Referring expression pointing data
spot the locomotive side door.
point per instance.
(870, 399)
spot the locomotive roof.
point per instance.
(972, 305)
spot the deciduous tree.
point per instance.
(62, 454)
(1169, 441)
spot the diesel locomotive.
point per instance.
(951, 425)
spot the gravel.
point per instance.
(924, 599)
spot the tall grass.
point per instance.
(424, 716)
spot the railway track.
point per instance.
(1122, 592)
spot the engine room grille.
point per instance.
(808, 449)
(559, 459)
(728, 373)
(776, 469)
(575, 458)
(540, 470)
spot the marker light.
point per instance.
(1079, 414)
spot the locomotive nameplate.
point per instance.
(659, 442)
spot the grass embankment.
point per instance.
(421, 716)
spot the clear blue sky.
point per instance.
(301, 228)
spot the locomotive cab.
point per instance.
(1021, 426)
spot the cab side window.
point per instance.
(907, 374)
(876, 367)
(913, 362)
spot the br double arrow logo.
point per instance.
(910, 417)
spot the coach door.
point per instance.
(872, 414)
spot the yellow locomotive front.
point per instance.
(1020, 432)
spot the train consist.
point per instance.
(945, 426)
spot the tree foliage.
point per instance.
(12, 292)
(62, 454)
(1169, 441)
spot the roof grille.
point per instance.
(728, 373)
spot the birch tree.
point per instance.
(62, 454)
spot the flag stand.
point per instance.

--

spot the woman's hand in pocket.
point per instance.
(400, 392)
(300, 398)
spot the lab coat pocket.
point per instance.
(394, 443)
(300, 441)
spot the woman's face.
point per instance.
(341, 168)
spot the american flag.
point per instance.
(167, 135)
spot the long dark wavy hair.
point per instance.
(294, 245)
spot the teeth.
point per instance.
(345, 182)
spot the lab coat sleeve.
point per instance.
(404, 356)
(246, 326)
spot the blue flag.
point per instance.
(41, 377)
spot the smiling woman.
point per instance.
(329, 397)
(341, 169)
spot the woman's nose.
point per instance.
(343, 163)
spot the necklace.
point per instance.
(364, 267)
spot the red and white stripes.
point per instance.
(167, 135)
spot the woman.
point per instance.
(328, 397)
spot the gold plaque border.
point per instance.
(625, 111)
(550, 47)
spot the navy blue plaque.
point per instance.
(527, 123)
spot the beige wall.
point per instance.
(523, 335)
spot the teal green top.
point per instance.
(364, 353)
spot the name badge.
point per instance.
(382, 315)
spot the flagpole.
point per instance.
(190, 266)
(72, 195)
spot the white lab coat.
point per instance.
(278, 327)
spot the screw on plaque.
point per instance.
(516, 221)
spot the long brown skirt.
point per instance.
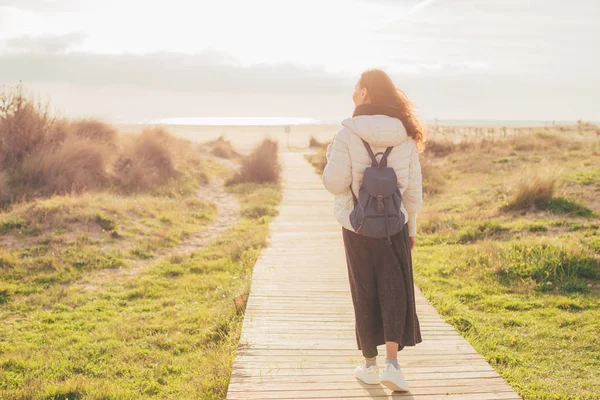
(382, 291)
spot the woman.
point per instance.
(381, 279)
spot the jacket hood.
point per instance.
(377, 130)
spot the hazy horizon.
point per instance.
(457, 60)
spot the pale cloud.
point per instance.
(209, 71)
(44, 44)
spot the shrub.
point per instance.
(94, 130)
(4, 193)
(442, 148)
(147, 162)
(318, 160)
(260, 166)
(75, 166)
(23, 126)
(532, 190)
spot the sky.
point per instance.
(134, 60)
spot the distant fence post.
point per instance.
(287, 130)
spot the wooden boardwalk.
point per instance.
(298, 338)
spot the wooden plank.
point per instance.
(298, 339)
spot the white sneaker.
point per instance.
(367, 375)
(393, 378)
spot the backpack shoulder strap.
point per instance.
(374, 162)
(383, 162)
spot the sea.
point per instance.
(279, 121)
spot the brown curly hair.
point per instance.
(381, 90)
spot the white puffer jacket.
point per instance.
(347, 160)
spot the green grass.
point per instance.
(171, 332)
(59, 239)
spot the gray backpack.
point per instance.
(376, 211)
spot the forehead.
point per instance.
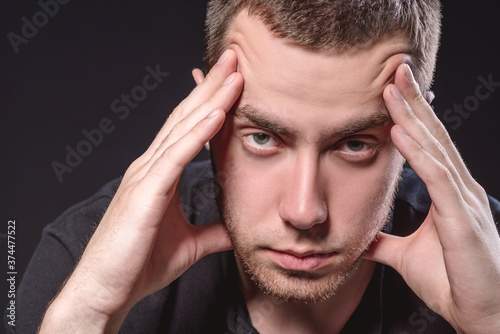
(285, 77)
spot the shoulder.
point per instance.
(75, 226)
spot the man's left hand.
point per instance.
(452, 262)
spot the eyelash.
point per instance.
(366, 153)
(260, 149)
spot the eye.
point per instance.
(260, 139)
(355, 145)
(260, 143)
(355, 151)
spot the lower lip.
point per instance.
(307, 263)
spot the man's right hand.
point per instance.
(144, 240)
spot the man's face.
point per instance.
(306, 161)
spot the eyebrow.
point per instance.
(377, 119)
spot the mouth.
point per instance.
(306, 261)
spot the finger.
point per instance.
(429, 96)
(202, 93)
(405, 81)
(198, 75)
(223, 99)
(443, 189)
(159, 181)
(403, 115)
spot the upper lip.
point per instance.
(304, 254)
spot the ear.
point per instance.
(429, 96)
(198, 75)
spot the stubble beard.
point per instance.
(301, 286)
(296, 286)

— WORK ITEM —
What is the number of lines in the records that contain the word "grass"? Answer with the number and nothing else.

— WRITTEN ANSWER —
3